§ The task:
Look through the material and copy each line holding "once".

§ Entries provided:
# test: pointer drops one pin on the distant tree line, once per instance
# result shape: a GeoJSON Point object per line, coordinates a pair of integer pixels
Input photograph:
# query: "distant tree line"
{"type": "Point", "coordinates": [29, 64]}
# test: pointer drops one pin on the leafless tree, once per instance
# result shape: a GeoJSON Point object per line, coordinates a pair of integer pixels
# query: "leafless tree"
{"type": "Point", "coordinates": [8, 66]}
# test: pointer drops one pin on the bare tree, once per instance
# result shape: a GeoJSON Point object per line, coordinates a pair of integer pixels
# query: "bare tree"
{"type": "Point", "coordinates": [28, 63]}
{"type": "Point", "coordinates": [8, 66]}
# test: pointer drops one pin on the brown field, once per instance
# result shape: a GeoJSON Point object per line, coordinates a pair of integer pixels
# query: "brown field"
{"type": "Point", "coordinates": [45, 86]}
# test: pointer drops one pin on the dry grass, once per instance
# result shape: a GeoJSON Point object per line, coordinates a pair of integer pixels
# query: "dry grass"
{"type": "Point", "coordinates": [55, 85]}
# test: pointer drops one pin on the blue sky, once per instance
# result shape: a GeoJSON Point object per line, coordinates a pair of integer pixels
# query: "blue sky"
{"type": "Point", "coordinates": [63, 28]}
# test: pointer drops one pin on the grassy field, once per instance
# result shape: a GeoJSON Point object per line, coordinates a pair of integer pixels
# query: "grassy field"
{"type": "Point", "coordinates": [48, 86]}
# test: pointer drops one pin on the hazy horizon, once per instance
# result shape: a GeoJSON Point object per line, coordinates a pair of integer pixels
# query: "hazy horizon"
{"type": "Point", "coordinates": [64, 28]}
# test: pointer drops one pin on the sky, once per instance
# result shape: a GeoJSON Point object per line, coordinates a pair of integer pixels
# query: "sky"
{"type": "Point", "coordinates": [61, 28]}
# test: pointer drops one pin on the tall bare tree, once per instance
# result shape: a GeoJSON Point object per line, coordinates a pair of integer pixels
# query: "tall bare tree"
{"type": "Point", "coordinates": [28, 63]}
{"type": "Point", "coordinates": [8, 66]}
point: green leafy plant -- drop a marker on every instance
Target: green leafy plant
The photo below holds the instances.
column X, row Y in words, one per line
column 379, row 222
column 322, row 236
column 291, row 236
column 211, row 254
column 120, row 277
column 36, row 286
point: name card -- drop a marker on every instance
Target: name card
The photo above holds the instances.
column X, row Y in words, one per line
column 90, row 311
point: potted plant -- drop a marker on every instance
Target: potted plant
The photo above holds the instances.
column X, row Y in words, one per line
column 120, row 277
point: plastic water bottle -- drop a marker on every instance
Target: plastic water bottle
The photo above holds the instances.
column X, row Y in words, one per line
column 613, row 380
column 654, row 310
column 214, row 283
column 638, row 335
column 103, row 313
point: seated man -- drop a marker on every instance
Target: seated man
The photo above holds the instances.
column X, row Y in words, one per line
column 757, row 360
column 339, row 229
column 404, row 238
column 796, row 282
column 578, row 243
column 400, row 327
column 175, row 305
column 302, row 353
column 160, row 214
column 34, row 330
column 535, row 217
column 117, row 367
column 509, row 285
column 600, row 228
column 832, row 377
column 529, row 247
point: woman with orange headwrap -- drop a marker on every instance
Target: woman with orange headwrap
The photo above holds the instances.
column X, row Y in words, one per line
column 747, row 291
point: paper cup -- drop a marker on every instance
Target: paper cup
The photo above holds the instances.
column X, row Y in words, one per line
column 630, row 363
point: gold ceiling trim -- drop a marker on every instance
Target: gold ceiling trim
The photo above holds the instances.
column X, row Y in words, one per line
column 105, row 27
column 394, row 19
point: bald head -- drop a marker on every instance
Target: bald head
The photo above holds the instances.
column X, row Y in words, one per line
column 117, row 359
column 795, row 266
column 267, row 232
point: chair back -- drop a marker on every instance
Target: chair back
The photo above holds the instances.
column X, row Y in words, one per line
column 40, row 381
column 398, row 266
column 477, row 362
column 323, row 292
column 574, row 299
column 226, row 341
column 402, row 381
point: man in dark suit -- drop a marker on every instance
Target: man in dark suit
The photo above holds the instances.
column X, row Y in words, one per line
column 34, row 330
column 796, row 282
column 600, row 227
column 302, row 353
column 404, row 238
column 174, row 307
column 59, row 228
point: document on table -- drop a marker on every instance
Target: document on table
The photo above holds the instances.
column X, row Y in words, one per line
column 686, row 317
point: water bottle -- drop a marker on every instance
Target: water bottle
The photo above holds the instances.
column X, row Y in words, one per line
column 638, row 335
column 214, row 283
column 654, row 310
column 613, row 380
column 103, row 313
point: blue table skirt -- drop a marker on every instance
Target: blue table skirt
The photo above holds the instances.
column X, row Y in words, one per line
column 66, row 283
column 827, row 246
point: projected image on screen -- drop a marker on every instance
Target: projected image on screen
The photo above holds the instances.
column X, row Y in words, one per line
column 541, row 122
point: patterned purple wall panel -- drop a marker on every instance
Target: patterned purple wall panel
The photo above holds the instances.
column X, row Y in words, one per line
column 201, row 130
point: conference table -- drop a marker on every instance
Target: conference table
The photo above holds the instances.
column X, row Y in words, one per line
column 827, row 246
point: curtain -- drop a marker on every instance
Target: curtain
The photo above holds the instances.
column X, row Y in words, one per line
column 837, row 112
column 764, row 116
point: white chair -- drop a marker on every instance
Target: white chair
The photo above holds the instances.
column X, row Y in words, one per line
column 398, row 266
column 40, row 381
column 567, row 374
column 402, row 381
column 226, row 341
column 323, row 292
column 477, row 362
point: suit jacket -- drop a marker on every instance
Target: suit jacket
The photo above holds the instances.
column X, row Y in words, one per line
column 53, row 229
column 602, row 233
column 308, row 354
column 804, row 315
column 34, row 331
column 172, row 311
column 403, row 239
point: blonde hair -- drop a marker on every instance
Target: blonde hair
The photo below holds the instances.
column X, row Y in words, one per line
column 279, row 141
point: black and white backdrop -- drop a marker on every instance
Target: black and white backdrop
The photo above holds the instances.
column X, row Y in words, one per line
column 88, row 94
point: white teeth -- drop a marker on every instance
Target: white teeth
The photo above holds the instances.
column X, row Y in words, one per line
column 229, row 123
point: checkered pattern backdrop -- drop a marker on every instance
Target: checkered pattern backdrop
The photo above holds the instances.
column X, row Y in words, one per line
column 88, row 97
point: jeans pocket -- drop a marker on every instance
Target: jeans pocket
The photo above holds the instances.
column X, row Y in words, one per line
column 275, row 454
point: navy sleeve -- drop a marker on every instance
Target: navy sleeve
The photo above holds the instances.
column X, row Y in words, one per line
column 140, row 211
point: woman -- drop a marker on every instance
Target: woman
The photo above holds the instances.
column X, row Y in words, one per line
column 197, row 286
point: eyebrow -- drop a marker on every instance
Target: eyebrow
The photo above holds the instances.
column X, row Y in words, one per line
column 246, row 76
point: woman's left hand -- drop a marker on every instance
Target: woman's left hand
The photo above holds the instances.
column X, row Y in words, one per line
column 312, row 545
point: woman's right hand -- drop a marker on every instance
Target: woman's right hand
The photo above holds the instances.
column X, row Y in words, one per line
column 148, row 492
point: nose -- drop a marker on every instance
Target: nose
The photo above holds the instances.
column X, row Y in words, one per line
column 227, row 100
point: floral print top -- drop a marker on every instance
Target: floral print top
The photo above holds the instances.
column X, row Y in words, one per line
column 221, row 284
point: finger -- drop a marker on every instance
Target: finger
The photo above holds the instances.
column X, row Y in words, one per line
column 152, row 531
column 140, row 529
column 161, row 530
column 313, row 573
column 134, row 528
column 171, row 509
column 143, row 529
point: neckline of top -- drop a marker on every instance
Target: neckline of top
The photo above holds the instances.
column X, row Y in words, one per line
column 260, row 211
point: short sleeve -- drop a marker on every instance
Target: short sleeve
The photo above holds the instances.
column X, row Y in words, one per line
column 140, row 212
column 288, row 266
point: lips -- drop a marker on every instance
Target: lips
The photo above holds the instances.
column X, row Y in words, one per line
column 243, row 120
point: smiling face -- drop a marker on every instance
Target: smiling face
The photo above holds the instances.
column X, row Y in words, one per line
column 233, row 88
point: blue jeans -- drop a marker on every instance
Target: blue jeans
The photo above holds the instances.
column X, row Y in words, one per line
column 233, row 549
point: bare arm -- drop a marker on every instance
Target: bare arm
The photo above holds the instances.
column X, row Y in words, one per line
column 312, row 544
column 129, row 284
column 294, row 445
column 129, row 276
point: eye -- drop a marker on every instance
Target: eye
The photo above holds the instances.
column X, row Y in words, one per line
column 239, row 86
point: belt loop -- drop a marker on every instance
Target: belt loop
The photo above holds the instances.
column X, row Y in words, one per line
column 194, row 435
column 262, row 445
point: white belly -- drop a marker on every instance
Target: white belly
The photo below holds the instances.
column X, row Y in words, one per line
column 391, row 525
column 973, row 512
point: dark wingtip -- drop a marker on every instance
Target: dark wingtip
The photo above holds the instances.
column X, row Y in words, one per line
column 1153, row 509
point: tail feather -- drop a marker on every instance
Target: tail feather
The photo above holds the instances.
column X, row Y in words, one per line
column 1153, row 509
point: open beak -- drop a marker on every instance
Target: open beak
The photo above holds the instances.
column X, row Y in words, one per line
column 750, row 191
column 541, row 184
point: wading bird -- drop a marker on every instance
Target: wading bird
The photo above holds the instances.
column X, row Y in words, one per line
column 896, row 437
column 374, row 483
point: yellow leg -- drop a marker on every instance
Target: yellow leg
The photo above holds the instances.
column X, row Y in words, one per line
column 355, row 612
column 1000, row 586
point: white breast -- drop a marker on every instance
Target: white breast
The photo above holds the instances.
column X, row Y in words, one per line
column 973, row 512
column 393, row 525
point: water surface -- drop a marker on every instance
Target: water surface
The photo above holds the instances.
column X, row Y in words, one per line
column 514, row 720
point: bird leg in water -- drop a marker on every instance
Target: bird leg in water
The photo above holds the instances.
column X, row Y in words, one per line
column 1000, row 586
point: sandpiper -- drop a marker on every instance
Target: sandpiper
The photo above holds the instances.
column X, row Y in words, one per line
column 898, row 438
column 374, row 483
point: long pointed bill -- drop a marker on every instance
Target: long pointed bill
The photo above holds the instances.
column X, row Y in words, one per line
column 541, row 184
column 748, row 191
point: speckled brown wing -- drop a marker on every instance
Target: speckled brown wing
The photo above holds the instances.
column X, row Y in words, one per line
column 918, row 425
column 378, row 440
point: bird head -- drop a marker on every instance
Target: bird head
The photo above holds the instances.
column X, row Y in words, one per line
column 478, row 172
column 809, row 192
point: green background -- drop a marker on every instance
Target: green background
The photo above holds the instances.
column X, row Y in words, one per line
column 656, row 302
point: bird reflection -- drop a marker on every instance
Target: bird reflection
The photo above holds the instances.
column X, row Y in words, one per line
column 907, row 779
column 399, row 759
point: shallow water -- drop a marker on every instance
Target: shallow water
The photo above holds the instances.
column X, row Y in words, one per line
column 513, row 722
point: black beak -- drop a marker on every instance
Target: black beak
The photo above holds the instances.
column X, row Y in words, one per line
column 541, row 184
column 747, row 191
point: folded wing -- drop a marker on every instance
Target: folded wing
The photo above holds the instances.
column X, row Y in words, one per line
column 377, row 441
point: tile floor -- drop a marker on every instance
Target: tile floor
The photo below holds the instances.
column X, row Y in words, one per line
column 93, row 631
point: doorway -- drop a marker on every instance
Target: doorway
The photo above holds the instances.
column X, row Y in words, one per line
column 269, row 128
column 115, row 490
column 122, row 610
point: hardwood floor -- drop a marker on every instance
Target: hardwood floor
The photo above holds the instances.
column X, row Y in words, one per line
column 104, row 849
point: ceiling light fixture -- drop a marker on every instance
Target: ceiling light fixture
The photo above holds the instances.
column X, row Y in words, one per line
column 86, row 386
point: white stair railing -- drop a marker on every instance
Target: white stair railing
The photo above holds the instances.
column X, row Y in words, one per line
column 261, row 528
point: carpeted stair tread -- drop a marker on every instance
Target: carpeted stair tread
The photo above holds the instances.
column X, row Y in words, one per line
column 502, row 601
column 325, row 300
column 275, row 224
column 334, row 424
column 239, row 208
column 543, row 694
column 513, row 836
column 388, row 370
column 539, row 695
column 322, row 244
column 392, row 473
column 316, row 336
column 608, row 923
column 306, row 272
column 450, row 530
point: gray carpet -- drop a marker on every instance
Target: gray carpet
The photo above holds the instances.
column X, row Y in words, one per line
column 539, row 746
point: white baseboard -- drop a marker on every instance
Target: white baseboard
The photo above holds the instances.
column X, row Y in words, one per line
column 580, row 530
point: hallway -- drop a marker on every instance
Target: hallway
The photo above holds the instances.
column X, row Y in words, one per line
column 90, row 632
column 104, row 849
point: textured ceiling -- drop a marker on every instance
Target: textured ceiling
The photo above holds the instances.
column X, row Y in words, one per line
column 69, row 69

§ Solution to this problem:
# test: pointer drops one pin on the distant tree line, once per instance
# test: pointer drops one pin on the leafless tree, once per instance
# test: pointer drops one pin on the bare tree, once per instance
# test: pointer drops one pin on the brown field, once per instance
# test: pointer drops one pin on the dry grass, once per instance
# test: pointer drops one pin on the blue sky, once per instance
# test: pointer drops one pin on the grassy field, once per instance
# test: pointer drops one pin on the hazy horizon, once per instance
# test: pointer drops one pin on the sky, once per instance
# test: pointer drops one pin on the tall bare tree, once per instance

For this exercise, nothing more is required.